= WHAT YOU SHOULD DO =
Please copy all of the entries below line for line, without changing a single character.
----------
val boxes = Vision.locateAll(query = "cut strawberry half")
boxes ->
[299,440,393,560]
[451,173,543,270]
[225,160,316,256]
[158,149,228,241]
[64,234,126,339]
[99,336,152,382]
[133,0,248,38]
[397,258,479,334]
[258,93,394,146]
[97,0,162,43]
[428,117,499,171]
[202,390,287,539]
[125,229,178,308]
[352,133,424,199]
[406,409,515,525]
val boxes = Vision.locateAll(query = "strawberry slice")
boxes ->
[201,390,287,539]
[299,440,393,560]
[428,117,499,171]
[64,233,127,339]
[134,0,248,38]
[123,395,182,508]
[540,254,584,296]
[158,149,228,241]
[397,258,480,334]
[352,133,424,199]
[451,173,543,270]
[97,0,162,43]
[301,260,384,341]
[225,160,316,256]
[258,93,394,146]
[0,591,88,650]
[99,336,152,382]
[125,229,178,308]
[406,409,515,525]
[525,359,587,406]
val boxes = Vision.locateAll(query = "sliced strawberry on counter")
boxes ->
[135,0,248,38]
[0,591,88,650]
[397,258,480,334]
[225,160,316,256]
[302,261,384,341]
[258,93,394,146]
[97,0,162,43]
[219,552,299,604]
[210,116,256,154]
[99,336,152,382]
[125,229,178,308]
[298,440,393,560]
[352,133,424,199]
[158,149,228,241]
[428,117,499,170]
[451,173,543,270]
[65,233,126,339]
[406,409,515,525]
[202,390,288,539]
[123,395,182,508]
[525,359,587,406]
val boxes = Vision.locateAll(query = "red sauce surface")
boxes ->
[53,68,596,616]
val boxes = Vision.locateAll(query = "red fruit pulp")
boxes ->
----------
= OUTPUT FOR THIS TASK =
val boxes = Vision.locateAll(query = "cut strawberry half")
boxes ->
[299,440,393,560]
[451,173,543,270]
[225,160,316,256]
[158,149,228,241]
[64,234,126,339]
[99,336,152,382]
[133,0,248,38]
[397,258,479,334]
[258,93,394,146]
[97,0,162,43]
[428,117,499,171]
[202,390,287,539]
[125,229,178,308]
[352,133,424,199]
[406,409,515,525]
val boxes = Vision.locateAll(query = "strawberry slice")
boxes ->
[201,390,287,539]
[299,440,393,560]
[428,117,499,171]
[64,233,127,339]
[134,0,248,38]
[123,395,182,508]
[540,254,584,296]
[158,149,228,241]
[397,258,480,334]
[352,133,424,199]
[451,173,543,270]
[97,0,162,43]
[301,260,384,341]
[225,160,316,256]
[258,93,394,146]
[0,591,88,650]
[99,336,152,382]
[125,229,178,308]
[406,409,515,525]
[525,359,587,406]
val boxes = Vision.locateAll(query = "sliced strawberry on counter")
boxes ->
[135,0,248,38]
[0,591,88,650]
[397,258,480,334]
[225,160,316,256]
[302,261,384,341]
[258,93,394,146]
[97,0,162,43]
[219,552,299,604]
[210,116,256,154]
[99,336,152,382]
[125,229,178,308]
[298,440,393,560]
[352,133,424,199]
[158,149,228,241]
[428,117,499,170]
[451,173,543,270]
[65,233,126,339]
[406,409,515,525]
[202,390,288,539]
[123,395,182,508]
[525,359,587,406]
val boxes = Vision.locateAll(query = "red sauce surface")
boxes ->
[53,68,596,616]
val boxes = Vision.locateAll(query = "red fruit pulp")
boxes ->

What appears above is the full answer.